Problem to work on:
Please read the records below and return each line holding the string "grassy".

━━ Records for the exercise ━━

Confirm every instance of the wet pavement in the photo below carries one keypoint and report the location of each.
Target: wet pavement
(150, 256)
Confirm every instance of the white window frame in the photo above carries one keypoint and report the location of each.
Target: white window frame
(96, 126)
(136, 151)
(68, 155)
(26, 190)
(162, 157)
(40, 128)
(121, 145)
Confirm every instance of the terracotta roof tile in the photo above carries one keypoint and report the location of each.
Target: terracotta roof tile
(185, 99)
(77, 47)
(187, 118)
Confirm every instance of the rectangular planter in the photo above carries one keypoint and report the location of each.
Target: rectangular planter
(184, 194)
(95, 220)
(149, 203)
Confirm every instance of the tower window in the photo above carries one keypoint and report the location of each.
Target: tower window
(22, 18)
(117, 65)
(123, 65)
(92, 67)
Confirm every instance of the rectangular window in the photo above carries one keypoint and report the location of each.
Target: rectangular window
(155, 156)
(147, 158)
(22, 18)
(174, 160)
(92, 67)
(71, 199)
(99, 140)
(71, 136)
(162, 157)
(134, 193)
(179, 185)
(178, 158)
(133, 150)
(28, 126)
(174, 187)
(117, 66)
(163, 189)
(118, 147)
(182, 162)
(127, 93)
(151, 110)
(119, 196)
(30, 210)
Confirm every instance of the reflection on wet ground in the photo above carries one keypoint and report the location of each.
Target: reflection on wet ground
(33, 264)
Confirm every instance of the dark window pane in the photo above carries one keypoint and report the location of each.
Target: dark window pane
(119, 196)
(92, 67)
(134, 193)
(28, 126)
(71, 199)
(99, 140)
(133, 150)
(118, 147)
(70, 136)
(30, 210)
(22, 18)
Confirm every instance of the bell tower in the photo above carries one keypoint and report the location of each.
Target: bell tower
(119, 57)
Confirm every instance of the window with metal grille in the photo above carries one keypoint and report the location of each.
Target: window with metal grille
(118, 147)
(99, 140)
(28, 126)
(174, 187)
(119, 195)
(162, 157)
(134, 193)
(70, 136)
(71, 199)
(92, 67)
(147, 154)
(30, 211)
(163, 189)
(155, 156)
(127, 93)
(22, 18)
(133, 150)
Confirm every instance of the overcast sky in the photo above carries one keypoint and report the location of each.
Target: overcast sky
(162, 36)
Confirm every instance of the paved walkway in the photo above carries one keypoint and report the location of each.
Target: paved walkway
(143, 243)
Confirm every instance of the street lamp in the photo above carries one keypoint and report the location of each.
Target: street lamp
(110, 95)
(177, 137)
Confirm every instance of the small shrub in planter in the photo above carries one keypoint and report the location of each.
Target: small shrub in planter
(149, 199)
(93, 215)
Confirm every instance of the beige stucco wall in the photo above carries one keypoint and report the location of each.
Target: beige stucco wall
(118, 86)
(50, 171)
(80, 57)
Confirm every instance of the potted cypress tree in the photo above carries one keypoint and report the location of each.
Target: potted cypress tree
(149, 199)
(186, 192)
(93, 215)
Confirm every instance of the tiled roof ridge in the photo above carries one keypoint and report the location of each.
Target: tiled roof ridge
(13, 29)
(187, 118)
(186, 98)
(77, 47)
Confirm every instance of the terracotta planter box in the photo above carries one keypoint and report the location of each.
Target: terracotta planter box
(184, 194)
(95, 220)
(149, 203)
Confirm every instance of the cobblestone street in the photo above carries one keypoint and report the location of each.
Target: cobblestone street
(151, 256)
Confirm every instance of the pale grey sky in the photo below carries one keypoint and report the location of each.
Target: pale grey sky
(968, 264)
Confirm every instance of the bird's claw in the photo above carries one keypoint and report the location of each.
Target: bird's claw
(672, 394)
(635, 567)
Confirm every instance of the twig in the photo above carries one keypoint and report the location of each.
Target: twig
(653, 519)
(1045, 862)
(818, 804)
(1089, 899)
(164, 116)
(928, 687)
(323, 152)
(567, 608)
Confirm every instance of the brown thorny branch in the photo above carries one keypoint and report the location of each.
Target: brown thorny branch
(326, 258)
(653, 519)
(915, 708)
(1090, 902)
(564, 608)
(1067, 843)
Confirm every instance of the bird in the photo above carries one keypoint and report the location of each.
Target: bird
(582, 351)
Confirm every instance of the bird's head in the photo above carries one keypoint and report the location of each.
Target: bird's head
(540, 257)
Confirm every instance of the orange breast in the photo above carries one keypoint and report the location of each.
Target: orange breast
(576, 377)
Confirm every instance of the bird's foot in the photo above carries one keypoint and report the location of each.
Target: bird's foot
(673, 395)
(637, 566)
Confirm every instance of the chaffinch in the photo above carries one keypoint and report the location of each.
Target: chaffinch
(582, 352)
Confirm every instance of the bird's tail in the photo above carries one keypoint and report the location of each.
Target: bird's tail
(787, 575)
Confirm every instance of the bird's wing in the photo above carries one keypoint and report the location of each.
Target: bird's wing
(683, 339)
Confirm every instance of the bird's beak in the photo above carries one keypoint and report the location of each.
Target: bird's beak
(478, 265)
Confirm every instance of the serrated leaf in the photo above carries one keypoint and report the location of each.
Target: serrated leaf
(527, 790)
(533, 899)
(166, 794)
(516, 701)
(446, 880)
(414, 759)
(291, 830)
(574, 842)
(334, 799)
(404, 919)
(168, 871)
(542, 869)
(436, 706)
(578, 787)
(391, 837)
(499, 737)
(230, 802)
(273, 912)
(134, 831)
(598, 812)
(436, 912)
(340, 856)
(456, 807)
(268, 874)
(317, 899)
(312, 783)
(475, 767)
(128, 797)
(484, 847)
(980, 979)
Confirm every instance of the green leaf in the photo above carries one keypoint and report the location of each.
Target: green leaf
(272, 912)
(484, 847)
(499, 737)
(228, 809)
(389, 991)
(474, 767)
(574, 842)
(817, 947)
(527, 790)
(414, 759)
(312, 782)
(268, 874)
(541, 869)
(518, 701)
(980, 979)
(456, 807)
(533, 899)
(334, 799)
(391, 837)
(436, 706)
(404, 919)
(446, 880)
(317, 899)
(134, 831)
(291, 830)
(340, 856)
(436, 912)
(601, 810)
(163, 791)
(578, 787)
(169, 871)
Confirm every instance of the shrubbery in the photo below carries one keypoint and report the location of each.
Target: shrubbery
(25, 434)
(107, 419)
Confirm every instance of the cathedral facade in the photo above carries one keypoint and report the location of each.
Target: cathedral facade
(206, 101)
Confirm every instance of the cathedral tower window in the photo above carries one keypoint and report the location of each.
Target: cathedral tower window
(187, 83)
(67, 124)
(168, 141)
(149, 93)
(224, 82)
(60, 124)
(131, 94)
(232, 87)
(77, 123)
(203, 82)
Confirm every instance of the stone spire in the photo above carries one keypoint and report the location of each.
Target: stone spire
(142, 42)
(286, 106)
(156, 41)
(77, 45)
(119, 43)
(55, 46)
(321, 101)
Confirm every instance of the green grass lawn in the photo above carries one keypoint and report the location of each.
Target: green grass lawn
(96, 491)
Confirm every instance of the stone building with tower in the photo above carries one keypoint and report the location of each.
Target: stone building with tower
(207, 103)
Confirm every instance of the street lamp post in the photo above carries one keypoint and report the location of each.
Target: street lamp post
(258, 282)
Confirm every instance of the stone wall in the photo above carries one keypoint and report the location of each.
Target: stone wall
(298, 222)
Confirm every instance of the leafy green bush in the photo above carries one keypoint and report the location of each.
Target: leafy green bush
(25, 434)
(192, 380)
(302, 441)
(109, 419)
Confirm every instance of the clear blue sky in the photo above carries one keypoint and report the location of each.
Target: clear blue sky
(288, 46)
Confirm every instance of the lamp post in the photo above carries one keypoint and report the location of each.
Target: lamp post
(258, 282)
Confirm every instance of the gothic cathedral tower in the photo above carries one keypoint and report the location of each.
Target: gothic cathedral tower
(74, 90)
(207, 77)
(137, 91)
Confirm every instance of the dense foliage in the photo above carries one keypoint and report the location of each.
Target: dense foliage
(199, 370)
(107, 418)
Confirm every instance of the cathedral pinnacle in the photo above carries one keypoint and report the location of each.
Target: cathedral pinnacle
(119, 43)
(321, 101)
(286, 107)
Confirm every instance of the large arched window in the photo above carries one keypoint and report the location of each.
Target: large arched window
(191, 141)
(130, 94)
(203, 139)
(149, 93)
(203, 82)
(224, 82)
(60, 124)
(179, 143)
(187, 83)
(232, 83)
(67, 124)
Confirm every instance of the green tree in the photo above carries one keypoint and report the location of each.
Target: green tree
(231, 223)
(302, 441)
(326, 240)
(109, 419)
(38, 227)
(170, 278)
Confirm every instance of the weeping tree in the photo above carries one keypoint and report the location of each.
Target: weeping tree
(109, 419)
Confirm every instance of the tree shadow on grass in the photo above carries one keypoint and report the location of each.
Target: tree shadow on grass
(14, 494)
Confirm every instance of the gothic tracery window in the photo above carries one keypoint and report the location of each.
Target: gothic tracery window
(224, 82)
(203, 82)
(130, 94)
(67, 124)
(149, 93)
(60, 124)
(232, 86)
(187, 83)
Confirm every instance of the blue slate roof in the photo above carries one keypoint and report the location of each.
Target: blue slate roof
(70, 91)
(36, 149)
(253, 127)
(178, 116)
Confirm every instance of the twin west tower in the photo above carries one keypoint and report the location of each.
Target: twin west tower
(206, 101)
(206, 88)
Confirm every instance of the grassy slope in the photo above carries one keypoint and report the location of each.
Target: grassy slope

━━━

Task result:
Confirm every instance of the grassy slope in the photo above carries one keypoint and report the location of each.
Target: grassy slope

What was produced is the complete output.